» AUFGABE
Liste alle äußeren Bauteile der Wohnbauten auf, die der Auszug über das Hohenemser Rathausquartier nennt.

» AUSGEWÄHLTER AUSZUG
+ + + + + + +

Wohnen in zweiter Reihe
Schwarz und rot lasiert sind die Holzfassaden der dreigeschoßigen Wohnbauten, die im neuen Hohenemser Rathausquartier am Übergang zum öffentlichen Park der Rosenthalvilla stehen. Die großzügigen Loggien und Balkonterrassen zum Innenhof erweitern die ein- oder zweigeschoßigen Wohnräume, farbige Geländer und bunte Markisen machen die Gliederung der Gebäude ablesbar und schaffen eine freundliche Atmosphäre.

+ + + + + + +

» QUELLDATEN

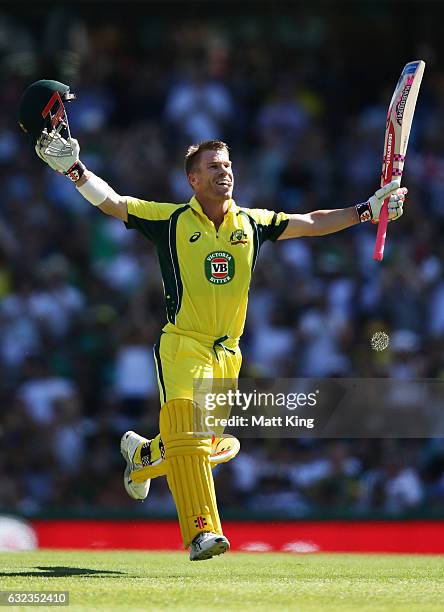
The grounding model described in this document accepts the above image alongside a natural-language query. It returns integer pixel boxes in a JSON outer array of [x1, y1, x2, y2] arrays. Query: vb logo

+ + + + + + +

» ANTWORT
- Holzfassaden
- Loggien
- Balkonterrassen
- Geländer
- Markisen